_Estratto della fonte_.
┌──

Amedeo Guillet, l’eroe, il guerrigliero e l’ambasciatore che divenne Ahmed

Un fedele soldato, un leader tollerante ma implacabile in battaglia, un uomo romantico, un guerrigliero musulmano… soltanto alcuni dei molti modi per descrivere Amedeo Guillet, l’eroe, il guerrigliero e l’ambasciatore che divenne Ahmed.

Conosciuto anche con lo pseudonimo “Ahmed ’AbdAllah Al-Reda’i”, il Tenente Colonnello Guillet è indubbiamente una figura leggendaria, meritevole di esser menzionata quando si fa riferimento al passato coloniale italiano ed ai passaggi più salienti della Seconda Guerra Mondiale.

La selezione per gareggiare alle Olimpiadi di Berlino del 1936

Nato a Piacenza il 7 febbraio 1909, svilupperà dalla tenera età una spiccata qualità nell’andare a cavallo; questa sua grande passione per l’equitazione lo porterà ad eccellere in ambito sportivo, con la vittoria di numerose medaglie e premi (a tal punto che fu selezionato per gareggiare alle Olimpiadi di Berlino del 1936).

Destino volle, tuttavia, che impegni più importanti lo distogliessero dalla carriera sportiva.

L’Italia aveva bisogno di giovani soldati audaci e valorosi, pronti a lottare per ampliare le colonie nazionali sul suolo africano.

Un gentiluomo fortemente legato alla patria come Guillet (la sua famiglia aveva una lunga tradizione sabauda e filo-piemontese) non poteva ritirarsi da un tale impegno.

└──

_Consegna_. Prosegui il testo su Amedeo Guillet a partire dall'ultima frase riportata.

Voci per l'identificazione dei luoghi
┌──

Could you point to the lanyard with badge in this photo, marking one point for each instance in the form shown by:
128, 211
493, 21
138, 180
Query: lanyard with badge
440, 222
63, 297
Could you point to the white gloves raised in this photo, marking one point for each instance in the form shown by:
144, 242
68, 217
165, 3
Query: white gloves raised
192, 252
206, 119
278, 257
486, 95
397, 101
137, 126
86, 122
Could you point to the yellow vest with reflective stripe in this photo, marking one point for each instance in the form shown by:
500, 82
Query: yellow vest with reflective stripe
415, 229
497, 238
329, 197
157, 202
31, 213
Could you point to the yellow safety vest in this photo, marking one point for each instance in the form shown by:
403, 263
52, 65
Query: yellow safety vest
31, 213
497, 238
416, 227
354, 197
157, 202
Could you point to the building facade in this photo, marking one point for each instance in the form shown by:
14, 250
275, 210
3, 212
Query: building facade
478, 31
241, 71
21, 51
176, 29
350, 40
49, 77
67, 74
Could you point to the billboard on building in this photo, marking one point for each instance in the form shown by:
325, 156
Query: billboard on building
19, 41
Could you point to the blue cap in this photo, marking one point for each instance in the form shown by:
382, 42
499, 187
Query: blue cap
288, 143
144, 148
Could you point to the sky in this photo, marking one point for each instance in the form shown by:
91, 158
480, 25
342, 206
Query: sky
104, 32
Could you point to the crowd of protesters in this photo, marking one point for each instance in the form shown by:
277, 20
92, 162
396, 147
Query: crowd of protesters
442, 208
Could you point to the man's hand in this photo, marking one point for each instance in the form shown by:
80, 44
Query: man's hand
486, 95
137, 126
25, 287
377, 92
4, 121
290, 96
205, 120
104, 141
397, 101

└──

_Risultato_.
L’avventura tra i deserti del Corno d’Africa

Fu così che, nel 1935, iniziò la sua lunga ed eroica avventura tra i deserti del Corno d’Africa.

Da subito dimostrò notevoli capacità militari, tanto puramente belliche quanto amministrative. Fu infatti posto al comando di un reggimento degli Spahis, unità indigena di cavalleria leggera (composta soprattutto da libici, eritrei e yemeniti), e subito iniziò la gestione delle sue milizie.

Guillet comprese presto che il primo passo, necessario per aver presa sui suoi soldati prevalentemente africani, era migliorare il livello di comunicazione: imparò dunque la lingua araba, sedendosi umilmente a fianco dei bambini all’interno della Madrasa (tradizionale scuola coranica).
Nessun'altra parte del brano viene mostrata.